* _Data extracts_
━━━━

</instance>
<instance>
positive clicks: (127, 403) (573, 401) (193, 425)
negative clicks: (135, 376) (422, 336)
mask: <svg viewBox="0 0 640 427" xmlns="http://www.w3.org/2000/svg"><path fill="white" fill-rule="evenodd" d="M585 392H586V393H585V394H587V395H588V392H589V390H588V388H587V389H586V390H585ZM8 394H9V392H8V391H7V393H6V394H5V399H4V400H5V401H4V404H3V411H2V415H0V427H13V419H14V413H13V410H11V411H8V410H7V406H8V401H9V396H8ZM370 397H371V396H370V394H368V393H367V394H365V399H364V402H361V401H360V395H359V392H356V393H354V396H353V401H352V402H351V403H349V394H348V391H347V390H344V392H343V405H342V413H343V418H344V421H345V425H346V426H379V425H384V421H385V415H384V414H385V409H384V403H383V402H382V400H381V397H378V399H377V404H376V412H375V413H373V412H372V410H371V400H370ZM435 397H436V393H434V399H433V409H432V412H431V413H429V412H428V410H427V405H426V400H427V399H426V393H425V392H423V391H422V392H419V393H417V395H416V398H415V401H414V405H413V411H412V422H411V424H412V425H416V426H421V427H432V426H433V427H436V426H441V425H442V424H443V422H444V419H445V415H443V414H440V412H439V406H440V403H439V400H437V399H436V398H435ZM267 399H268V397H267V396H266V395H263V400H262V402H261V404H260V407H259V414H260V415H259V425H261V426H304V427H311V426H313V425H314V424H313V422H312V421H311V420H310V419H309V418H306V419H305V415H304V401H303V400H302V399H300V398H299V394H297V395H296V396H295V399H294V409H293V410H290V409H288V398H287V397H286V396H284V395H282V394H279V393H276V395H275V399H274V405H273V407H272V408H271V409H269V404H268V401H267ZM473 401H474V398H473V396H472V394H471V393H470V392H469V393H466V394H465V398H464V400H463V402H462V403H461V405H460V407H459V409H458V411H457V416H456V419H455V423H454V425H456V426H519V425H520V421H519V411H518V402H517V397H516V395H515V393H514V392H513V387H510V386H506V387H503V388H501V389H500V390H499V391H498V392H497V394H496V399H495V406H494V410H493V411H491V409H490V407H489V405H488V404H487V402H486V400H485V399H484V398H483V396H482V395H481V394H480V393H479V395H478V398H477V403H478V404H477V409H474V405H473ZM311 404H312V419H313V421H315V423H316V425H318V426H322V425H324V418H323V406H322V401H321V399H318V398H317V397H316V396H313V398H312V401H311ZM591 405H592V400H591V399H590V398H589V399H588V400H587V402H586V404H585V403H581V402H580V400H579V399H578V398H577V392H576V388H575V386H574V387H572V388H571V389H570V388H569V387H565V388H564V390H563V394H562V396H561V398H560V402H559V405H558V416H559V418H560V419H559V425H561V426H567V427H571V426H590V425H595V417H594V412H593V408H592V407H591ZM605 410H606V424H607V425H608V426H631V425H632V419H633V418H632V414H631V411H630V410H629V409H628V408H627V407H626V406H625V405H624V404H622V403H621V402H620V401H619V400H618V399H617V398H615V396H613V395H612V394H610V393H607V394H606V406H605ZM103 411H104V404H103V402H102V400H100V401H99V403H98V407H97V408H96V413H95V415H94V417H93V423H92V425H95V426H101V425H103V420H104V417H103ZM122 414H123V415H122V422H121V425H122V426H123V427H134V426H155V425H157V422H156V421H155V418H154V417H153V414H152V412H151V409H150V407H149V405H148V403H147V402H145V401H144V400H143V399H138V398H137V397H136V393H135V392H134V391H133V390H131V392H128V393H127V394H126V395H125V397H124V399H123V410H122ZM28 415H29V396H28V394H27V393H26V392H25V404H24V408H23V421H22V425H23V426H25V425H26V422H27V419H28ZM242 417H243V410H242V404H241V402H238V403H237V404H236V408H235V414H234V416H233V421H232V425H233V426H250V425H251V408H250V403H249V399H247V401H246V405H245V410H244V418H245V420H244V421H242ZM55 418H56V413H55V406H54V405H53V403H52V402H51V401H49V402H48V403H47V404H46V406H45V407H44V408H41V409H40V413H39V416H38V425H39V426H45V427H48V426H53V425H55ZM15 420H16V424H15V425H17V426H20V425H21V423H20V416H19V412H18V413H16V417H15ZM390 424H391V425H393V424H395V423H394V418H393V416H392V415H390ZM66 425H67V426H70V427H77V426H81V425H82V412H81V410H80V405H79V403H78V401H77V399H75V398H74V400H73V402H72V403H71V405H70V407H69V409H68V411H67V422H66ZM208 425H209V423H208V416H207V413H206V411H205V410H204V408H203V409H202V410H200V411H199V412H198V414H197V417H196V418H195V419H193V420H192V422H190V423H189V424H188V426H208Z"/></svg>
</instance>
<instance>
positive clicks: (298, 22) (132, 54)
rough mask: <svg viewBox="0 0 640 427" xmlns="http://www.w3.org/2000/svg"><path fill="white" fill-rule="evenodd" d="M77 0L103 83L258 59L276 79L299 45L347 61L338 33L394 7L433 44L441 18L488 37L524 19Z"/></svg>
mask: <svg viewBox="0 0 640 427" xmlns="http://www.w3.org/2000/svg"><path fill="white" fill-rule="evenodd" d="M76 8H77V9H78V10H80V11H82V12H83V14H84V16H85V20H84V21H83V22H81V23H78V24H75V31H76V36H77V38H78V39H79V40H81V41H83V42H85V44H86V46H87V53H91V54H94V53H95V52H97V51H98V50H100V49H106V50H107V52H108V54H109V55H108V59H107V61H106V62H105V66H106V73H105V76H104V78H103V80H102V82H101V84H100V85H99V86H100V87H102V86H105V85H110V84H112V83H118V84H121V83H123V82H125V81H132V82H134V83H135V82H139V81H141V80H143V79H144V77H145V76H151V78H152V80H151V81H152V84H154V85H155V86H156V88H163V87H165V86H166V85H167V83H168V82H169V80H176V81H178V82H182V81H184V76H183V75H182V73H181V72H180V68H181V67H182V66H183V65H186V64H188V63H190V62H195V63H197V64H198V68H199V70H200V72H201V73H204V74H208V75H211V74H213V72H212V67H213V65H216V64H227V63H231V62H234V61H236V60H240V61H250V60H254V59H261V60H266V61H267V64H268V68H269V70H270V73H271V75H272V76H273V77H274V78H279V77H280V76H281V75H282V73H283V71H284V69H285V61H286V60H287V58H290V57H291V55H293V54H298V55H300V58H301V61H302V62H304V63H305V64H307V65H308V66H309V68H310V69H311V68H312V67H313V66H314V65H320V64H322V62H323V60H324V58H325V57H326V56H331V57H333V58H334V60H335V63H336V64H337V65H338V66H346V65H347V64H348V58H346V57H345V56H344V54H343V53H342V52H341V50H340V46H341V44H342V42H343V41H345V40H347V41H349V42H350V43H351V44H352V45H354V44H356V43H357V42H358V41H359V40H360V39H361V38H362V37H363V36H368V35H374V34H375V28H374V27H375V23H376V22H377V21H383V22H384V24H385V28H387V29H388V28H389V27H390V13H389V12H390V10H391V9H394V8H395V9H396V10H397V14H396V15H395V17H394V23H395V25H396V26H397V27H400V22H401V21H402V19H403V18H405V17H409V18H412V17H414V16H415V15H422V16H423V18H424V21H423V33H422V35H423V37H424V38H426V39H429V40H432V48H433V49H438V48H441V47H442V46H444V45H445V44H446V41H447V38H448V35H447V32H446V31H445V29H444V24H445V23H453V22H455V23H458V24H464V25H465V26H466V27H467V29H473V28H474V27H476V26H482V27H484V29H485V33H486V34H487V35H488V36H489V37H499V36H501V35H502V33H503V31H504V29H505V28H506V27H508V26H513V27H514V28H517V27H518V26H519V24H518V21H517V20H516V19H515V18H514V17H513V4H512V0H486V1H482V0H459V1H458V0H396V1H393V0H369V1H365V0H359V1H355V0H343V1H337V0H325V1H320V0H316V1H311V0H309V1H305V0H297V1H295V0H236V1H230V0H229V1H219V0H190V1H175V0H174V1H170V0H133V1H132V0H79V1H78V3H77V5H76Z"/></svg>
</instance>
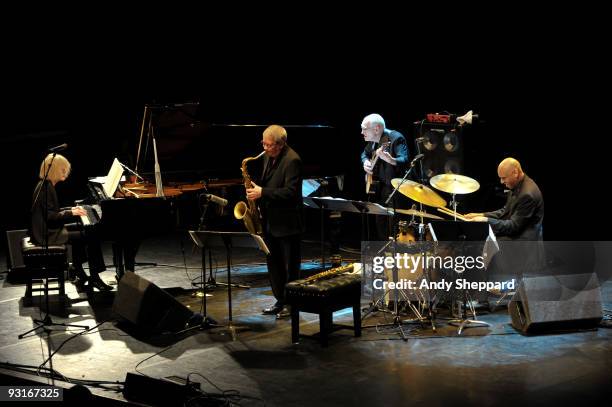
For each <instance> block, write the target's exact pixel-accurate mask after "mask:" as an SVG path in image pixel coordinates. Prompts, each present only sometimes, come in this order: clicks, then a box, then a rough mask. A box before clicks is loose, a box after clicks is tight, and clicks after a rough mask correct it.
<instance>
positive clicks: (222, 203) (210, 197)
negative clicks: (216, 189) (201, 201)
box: [204, 194, 227, 206]
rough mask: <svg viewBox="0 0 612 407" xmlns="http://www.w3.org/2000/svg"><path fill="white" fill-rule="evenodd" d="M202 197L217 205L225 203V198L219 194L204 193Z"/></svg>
mask: <svg viewBox="0 0 612 407" xmlns="http://www.w3.org/2000/svg"><path fill="white" fill-rule="evenodd" d="M204 198H205V199H206V200H207V201H209V202H214V203H216V204H217V205H219V206H225V205H227V199H224V198H221V197H220V196H217V195H213V194H204Z"/></svg>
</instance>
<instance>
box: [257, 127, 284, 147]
mask: <svg viewBox="0 0 612 407" xmlns="http://www.w3.org/2000/svg"><path fill="white" fill-rule="evenodd" d="M263 136H264V137H271V138H272V139H273V140H274V142H275V143H277V144H278V143H282V144H285V143H286V142H287V130H285V128H284V127H283V126H279V125H278V124H273V125H271V126H268V128H267V129H265V130H264V133H263Z"/></svg>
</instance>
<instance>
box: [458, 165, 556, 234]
mask: <svg viewBox="0 0 612 407" xmlns="http://www.w3.org/2000/svg"><path fill="white" fill-rule="evenodd" d="M497 175H498V176H499V181H500V182H501V183H502V184H504V185H505V186H506V188H508V189H509V190H510V193H509V194H508V199H507V201H506V205H504V207H503V208H501V209H499V210H497V211H494V212H486V213H468V214H467V215H465V216H466V217H467V218H468V219H470V220H471V221H474V222H488V223H489V224H490V225H491V228H492V229H493V232H494V233H495V235H496V236H498V237H507V238H509V239H513V240H542V220H543V219H544V199H543V198H542V192H540V188H538V186H537V185H536V183H535V182H534V181H533V180H532V179H531V178H529V176H527V174H525V173H524V172H523V169H522V168H521V164H520V163H519V162H518V161H517V160H516V159H514V158H511V157H508V158H505V159H504V160H503V161H502V162H501V163H499V166H498V167H497Z"/></svg>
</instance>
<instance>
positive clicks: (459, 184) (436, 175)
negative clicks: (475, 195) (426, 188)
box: [429, 174, 480, 194]
mask: <svg viewBox="0 0 612 407" xmlns="http://www.w3.org/2000/svg"><path fill="white" fill-rule="evenodd" d="M429 183H430V184H431V186H433V187H434V188H436V189H438V190H440V191H444V192H448V193H449V194H471V193H472V192H475V191H478V189H479V188H480V184H479V183H478V181H476V180H475V179H472V178H470V177H466V176H465V175H459V174H440V175H436V176H434V177H431V179H430V180H429Z"/></svg>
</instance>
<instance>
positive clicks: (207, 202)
mask: <svg viewBox="0 0 612 407" xmlns="http://www.w3.org/2000/svg"><path fill="white" fill-rule="evenodd" d="M204 195H205V194H201V195H200V199H201V198H202V197H203V196H204ZM209 203H210V200H209V199H204V204H203V208H204V209H203V210H202V216H201V217H200V224H199V225H198V230H205V229H206V227H205V225H204V221H205V217H206V212H208V205H209ZM205 264H206V263H205V253H204V248H202V268H204V267H205ZM208 267H209V270H210V273H209V274H208V281H206V282H205V281H204V280H202V284H203V286H202V289H203V290H204V291H206V286H211V287H217V286H228V285H229V284H228V283H221V282H218V281H217V280H215V277H214V276H213V271H212V254H211V250H210V248H209V249H208ZM231 286H232V287H235V288H251V287H250V286H248V285H243V284H231Z"/></svg>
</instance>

━━━━

* _What is being asked_
Everything from the first line of the records above through the line containing "positive clicks: (127, 403)" should be restated word for word; leave out all other lines.

* _Result for this task_
</instance>
<instance>
positive clicks: (127, 403) (573, 401) (193, 425)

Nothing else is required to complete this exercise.